**Instruction:** From the items below, keep every line that contains the string "black" and drop the rest. Matching is case-sensitive.

**Data supplied:**
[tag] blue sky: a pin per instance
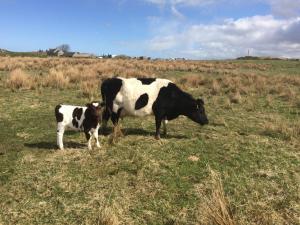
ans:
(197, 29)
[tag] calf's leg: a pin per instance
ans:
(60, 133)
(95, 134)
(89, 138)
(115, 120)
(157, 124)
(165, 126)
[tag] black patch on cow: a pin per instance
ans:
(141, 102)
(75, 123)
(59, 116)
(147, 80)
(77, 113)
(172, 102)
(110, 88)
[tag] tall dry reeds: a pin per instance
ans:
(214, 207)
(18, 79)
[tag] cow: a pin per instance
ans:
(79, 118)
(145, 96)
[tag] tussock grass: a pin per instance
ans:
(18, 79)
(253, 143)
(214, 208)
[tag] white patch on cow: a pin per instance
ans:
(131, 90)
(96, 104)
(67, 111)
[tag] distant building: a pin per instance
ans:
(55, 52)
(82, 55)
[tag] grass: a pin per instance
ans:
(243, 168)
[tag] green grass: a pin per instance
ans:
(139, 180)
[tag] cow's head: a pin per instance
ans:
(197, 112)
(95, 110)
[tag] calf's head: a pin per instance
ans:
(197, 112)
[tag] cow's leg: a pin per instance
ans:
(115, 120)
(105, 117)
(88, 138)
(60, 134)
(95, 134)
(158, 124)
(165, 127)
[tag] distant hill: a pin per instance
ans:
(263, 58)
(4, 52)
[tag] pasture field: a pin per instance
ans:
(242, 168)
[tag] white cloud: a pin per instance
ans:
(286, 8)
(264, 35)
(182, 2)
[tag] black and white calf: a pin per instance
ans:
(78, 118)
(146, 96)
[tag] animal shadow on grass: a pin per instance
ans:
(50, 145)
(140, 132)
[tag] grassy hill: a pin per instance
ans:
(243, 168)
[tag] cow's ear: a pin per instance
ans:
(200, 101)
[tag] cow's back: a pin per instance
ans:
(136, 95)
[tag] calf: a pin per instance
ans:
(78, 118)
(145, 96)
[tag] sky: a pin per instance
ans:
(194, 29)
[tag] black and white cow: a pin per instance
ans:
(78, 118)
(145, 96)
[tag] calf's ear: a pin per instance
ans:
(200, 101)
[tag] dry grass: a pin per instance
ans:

* * *

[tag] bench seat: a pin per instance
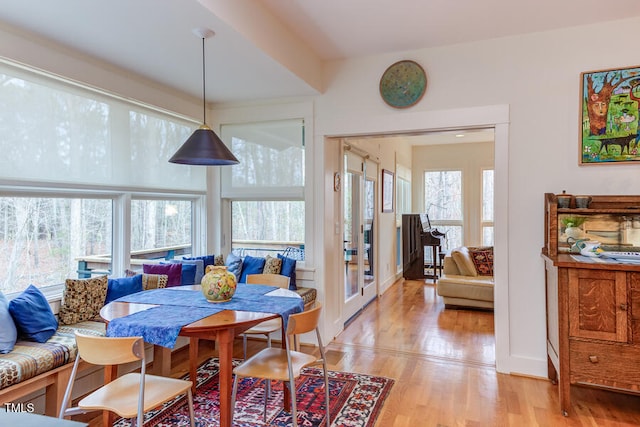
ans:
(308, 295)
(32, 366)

--

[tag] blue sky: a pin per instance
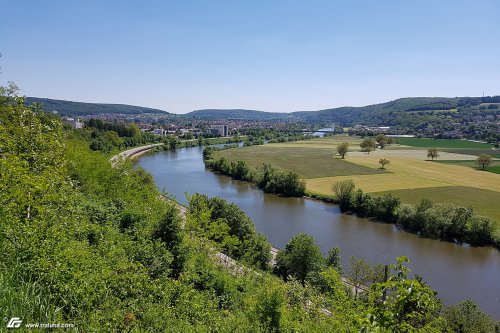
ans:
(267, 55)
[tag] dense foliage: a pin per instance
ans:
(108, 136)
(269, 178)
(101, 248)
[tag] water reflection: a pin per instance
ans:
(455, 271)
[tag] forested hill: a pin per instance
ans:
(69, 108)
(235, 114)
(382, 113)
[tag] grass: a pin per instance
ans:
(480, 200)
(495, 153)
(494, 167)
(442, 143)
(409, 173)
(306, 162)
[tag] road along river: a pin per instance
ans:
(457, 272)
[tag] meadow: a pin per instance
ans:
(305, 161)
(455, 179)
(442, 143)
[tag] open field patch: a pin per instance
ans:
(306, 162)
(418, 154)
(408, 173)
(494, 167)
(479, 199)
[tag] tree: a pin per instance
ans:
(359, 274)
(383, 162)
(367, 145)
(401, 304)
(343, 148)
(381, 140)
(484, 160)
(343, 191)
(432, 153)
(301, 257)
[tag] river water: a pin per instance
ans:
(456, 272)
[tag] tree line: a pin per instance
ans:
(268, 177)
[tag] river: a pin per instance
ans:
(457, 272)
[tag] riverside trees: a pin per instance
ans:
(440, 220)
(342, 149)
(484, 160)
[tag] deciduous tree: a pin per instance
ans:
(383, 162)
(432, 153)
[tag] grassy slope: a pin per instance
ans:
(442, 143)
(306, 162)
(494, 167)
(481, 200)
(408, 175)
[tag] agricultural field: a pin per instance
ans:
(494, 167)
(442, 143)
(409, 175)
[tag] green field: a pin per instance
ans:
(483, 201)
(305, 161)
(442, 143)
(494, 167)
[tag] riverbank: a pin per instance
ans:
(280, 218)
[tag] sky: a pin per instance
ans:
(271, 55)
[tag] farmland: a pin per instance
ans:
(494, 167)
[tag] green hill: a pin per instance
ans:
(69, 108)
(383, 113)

**Completed exercise:**
[tag] black patch on cow: a pin per instance
[tag] black and white calf: a pin per instance
[tag] black and white cow: a pin per instance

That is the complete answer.